(Text shown)

Democrats, many of whom opposed Mr. Bush’s push to lower tax rates on investment income, say they can find other ways to pay for their programs, like a greater effort to collect billions of dollars in unpaid taxes. They also say they intend to produce savings by initiating negotiations with drug companies to lower Medicare prescription costs and by eliminating some subsidies for the oil and gas industry.

“Despite the president and the Republicans saying we will raise taxes, that is not what we will do,” said Brendan Daly, a spokesman for Ms. Pelosi.

Ms. Pelosi has outlined a plan to move quickly on pet Democratic initiatives as soon as Congress convenes in January if her party holds the majority. They include legislation to enact all the antiterrorism initiatives recommended by the Sept. 11 commission, increase the minimum wage to $7.25 per hour, allow the government to negotiate Medicare prescription drug prices, eliminate some corporate subsidies for the oil industry, cut in half the interest rate on federally subsidized college loans and impose new restrictions on dealing with lobbyists.

Some of those proposals are also elements of the Democratic “Six for ’06,” the shorthand for the party’s longer-term agenda.

Under that plan, Democrats would push for new policies in Iraq, including beginning the withdrawal of troops for deployment elsewhere. They would also seek to double special forces devoted to pursuing Osama bin Laden and others in terrorism networks, institute screening of all cargo containers entering the country and increase spending on the National Guard and emergency workers.

Democrats say they would also prohibit any increase in Congressional pay until the minimum wage was raised and eliminate tax breaks that encourage companies to move jobs out of the country. They would make permanent an expired tax deduction for college tuition costs; encourage alternative energy production; renew the push for expanded stem cell research and enact new incentives for personal saving.

Republicans say that such initiatives do not come cheap and that Democrats will have to resort to tax increases to find the money. And Mr. Bush, Vice President Dick Cheney and Congressional Republican leaders have repeatedly pointed out that Democrats can increase taxes simply by allowing some of the tax cuts enacted in 2001 and extended over some Democratic objections to expire.

(End Text shown)
(Extracted data)

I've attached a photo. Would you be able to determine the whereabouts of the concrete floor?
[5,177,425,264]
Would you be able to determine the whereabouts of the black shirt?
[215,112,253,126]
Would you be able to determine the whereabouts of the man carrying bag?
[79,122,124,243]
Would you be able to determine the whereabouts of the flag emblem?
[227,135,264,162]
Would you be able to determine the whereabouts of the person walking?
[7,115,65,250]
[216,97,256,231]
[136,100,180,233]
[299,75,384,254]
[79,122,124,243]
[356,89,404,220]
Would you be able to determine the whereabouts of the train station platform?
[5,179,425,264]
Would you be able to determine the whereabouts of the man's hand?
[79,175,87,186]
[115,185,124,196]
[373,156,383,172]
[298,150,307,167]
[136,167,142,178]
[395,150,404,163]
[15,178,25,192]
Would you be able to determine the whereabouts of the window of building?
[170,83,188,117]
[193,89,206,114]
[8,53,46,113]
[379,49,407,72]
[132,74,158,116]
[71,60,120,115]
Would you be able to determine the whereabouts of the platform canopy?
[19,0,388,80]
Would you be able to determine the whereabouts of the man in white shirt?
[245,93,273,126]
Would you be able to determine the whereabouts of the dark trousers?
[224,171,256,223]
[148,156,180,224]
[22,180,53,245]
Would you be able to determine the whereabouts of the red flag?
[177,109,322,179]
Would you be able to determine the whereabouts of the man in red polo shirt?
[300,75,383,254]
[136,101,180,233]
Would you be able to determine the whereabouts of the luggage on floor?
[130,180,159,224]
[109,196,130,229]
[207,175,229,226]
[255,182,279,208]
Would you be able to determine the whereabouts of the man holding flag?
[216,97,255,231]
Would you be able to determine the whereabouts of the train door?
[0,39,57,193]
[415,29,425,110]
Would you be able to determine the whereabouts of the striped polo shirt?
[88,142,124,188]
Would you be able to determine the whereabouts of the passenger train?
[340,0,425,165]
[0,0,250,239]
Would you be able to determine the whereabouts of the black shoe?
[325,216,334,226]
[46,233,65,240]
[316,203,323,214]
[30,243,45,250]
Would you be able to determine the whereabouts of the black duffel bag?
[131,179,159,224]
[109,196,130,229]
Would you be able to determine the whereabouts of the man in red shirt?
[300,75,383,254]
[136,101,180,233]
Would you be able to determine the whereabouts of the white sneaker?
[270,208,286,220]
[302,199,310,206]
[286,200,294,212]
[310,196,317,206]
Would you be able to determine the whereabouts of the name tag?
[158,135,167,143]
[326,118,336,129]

(End Extracted data)

= Activity list =
1 - Answer these questions from the text on the Democratic agenda.
(a) Who is Brendan Daly?
(b) To what hourly rate would Ms. Pelosi's plan raise the minimum wage?
(c) What would Democrats do to the number of special forces pursuing Osama bin Laden?
2 - Carry on the text about the Democratic agenda, starting after its last sentence.

= Answers given =
1 -
(a) A spokesman for Ms. Pelosi.
(b) $7.25 per hour.
(c) Double them.

2 -
Those assertions set off a row this week with Representative Charles B. Rangel of New York, who would become the new chairman of the Ways and Means Committee in a Democratic-led House. Mr. Rangel and his advisers say that given the likelihood of small margins between the two parties in the House and Senate, any tax legislation would have to be done in concert with the White House and Republicans.

“Regardless of who is in control next year,” Mr. Rangel said Tuesday, “Democrats and Republicans are going to have to come together. Congress will have to work with the administration to provide real tax relief for middle-income families and find solutions to issues like Social Security and tax reform.”

Democrats also say that most of the tax cuts do not expire until 2010 and that any action will depend on the economic climate and the federal budget situation. And they say Democrats strongly support many of the most popular tax breaks, including a higher child tax credit and elimination of the so-called marriage penalty.

As for the lower rates on stock dividends and capital gains, John Buckley, tax counsel for Mr. Rangel, said, “If the budget is good, who knows what happens in 2010. If the budget is not, then all sides are going to have to look at this.”

Mr. Buckley said Democrats wanted a permanent fix in the alternative minimum tax, which was initially established to make certain that affluent Americans with significant deductions did not escape taxes altogether, but which is now reaching a growing number of upper middle-income earners. He said the creeping alternative tax is reducing the benefits of the Bush tax cuts for Americans who fall under it.

“The president has accused us of increasing taxes without lifting a finger,” Mr. Buckley said. “But his budget does not include any A.M.T. relief, so he is increasing taxes without lifting a finger.”